======== Text segment ========

5. Agents

A series of tools to perform data manipulation and adaption.

5.1. Capping

Cap data to certain values.

5.1.1. CapAgent

Class for capping. The class can be instantiated without specific parameters. Arguments can be later specified with self.fit() method.

resourcegeo.transformation.capping.CapAgent.fit(self, greater_than=None, less_than=None, cap_to=None, subset_col=None, subset_code=None)

Define required capping parameters.

Parameters:
  • greater_than (float) – threshold value

  • less_than (float) – threshold value

  • cap_to (float) – capping value

  • subset_col (str) – column name in pd.DataFrame

  • subset_code (int) – categorical code

Returns:

Class object with fitting parameters.

Return type:

self

resourcegeo.transformation.capping.CapAgent.fit_apply(self, data, var, suffix='_cap')

Cap values of values in a dataframe column. It requires the fitting parameters previously specified with self.fit(). It does not require and does not change initialized weights.

Parameters:
  • data (pd.DataFrame) – df with values

  • var (str) – column name for values

Returns:

None

resourcegeo.transformation.capping.CapAgent.sensitivity(self, values=None, limit_value=None, weights=None, wt_col=None, chosen_value=None, show_progress=False)

Capping sensitivity analysis over a range of capping values.

Parameters:
  • values (int or list[float], np.array(float)) – If int, it is the number of capping values for the sensitivity. If list or np.array, it is the values to use for sensitivity

  • limit_value (float) – If None and capping above a threshold, the limit value is the maximum value of uncapped data. If None and capping below a threshold, the limit value is minimum value of uncapped data. The limit_value can be also specified by the user.

  • weights (np.array) – weights for calculating statistics. It must be same length than the data.

  • wt_col (str) – column name in self.data for the weights.

  • chosen_value (float) – If value is not in values, it is added.

Returns:

None

resourcegeo.transformation.capping.CapAgent.sensitivity_plot(self, line_at=None, title=None, lw=0.5, figsize=None, xscale='log', sinch=(8, 6), fontsize=8, ms=1, nbins=None, flname=None)

========

(Assigned task 1):
In the CapAgent documentation, rewrite the paragraph beginning "Cap values of values in a dataframe column" as a short bulleted list that keeps its main facts.
(Assigned task 2):
Summarize the CapAgent documentation in two sentences.

======== Records ========

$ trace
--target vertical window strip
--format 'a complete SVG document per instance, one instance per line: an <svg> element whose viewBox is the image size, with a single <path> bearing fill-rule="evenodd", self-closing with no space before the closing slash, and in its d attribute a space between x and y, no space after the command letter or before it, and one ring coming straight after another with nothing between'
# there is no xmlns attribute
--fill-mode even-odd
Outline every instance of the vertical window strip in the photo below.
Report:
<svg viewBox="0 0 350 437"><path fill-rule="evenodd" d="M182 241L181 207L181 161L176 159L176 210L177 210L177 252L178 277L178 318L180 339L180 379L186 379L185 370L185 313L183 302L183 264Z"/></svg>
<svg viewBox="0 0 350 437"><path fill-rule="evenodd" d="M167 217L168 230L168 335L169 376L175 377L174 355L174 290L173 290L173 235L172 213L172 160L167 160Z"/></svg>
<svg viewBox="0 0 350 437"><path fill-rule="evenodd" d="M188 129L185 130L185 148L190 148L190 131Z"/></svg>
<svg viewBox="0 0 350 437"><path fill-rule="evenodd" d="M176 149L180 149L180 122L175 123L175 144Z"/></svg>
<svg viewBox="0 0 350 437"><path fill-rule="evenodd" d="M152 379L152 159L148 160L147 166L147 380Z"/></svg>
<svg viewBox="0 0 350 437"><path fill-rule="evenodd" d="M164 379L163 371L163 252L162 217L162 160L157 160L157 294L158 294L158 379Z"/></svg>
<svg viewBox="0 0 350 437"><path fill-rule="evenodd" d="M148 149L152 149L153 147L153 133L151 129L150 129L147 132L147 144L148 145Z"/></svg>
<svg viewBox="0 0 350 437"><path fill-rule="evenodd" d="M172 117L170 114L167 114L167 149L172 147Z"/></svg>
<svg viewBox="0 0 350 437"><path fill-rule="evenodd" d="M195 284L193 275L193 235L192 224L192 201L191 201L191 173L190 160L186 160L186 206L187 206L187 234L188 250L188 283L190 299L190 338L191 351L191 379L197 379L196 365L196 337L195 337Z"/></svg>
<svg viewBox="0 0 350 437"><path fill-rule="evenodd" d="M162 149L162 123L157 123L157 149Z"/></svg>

========

(Task result 1):
- Caps the values in a dataframe column.
- Needs the fitting parameters set earlier with self.fit().
- Neither needs nor changes the initialized weights.

(Task result 2):
CapAgent is a capping class that can be instantiated without specific parameters and configured later with fit(), which defines threshold values, a capping value, and an optional subset column and categorical code. Its fit_apply() method caps the values in a dataframe column using those fitting parameters, and its sensitivity() method performs a capping sensitivity analysis over a range of capping values.